REQUIRED WORK - In the text about the Queen's University Biological Station, how much did Laurie Thomson and Andy Chisholm give the station for the Education Centre?

EXCERPTED TEXT -
Last year, Queen’s University Biological Station (QUBS) director Steve Lougheed spoke to the Nature Conservancy of Canada’s (NCC) National Board of Directors about his efforts to set up an Elbow Lake Environmental Education Centre. In response to a need for funding, QUBS had stepped up its outreach programs. In addition to field trips for public school classes, it offers workshops in nature photography, art and birding. Urban Cub and Scout groups come out to learn about nature. The station has also partnered with other conservation organizations, such as the NCC and the Rideau Waterways Land Trust.
Lougheed spoke passionately about the need for greater connectivity between the university and the general community, and between people and nature. They wanted to do even more.
In the audience was the NCC Board’s chair, Laurie Thomson, Artsci'84. After his talk Laurie approached Steve and told him that she and her husband Andy Chisholm, Com’81, would like to help. Laurie and Andy gave QUBS a $700,000 donation through the Initiative Campaign, earmarked specifically for the Education Centre. With the money, QUBS purchased a 20-percent undivided share of the Elbow Lake property and hired a general manager.
QUBS was established as the field station for the Department of Biology at Queen’s in 1945. Situated on Lake Opinicon, about a kilometer from the hamlet of Chaffey’s Locks and 40 minutes north of Kingston, the facility now consists of 35 buildings, including 12 labs, a library, cabins and cottages to accommodate up to 90 residents, and the new Raleigh J Robertson Biodiversity Centre, which opened in 2000, a huge complex containing a conference room, a dining room and kitchen, showers, computer labs, and offices.

DATA EXTRACT -
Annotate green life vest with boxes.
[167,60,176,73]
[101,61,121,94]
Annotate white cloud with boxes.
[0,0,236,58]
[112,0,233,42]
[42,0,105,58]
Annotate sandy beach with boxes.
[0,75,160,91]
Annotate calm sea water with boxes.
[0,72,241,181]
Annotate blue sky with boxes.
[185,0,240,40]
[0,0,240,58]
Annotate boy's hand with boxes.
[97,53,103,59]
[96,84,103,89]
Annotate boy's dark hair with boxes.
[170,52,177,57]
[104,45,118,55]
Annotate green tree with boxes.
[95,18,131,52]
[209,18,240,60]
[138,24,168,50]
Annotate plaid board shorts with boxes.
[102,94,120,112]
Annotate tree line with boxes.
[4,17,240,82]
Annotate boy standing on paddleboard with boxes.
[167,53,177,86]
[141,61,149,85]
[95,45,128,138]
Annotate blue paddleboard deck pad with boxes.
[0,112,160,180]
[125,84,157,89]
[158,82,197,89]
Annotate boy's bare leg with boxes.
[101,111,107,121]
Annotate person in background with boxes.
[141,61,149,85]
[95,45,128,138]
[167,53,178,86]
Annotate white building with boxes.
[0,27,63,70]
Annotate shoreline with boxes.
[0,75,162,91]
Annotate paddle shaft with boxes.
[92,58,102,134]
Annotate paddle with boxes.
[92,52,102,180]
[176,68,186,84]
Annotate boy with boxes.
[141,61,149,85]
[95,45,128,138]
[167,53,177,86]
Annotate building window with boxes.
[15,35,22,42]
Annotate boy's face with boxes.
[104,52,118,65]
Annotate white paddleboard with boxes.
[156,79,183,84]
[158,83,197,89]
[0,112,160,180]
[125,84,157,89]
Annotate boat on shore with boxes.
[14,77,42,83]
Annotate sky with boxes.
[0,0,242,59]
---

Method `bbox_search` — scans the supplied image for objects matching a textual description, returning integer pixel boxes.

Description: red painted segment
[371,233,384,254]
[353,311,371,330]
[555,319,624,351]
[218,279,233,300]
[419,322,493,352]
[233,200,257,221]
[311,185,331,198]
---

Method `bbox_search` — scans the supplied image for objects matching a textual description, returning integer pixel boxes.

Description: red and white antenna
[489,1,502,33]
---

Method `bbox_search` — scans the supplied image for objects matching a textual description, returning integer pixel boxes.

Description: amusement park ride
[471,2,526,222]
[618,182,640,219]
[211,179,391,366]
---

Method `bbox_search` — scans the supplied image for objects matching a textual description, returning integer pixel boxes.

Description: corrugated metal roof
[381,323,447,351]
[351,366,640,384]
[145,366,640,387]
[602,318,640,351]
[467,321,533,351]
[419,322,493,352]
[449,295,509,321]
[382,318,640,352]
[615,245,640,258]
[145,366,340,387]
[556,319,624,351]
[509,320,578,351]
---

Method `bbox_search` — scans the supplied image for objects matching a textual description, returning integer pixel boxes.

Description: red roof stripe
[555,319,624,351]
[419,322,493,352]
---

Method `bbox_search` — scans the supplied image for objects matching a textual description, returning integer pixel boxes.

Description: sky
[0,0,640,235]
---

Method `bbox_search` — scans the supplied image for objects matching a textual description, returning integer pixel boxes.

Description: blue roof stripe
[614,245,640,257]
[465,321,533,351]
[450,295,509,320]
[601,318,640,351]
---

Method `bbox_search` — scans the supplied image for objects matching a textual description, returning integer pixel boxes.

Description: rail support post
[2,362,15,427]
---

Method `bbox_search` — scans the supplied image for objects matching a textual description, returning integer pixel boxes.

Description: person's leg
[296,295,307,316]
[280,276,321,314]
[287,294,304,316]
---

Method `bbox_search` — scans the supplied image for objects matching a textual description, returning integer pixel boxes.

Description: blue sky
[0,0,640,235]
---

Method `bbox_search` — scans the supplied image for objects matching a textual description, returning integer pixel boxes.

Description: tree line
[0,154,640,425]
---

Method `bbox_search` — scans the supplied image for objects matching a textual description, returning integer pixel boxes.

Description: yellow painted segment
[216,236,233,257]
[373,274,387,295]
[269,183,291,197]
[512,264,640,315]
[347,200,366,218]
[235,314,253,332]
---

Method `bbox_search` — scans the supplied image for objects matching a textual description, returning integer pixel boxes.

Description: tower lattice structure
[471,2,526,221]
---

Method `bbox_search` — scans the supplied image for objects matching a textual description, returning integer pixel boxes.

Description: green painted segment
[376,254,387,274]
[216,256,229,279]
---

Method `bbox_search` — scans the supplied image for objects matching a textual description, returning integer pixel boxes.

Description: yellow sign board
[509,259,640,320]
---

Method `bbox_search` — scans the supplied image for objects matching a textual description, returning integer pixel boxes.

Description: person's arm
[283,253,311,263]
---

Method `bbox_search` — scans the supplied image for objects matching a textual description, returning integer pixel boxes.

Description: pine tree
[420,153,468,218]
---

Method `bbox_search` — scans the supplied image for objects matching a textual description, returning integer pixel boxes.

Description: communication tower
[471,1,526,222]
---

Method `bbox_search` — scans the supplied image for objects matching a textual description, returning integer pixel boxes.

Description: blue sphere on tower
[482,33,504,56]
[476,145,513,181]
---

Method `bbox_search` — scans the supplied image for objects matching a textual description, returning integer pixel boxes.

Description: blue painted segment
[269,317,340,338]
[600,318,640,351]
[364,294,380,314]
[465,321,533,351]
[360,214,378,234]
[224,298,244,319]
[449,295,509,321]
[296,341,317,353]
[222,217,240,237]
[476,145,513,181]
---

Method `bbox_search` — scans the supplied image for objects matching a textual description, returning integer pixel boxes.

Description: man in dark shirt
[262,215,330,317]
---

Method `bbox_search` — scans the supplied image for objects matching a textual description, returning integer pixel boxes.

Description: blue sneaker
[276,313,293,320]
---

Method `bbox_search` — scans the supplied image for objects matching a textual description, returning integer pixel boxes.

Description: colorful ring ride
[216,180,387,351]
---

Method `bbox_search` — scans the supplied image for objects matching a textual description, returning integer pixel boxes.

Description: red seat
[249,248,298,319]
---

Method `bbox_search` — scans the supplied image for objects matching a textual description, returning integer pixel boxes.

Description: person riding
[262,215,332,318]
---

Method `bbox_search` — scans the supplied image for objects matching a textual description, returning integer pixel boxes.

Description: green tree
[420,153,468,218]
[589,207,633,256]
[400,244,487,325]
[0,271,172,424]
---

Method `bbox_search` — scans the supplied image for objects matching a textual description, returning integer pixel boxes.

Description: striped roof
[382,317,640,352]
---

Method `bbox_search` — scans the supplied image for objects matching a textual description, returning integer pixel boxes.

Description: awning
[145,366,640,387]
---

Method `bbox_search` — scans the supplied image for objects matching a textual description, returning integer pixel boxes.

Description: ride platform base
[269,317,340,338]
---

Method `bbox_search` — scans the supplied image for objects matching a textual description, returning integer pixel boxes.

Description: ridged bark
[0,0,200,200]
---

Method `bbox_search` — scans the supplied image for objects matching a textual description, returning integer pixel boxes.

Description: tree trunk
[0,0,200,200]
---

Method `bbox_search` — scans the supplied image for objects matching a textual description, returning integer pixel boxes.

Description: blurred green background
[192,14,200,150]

RESPONSE TO THE TASK - $700,000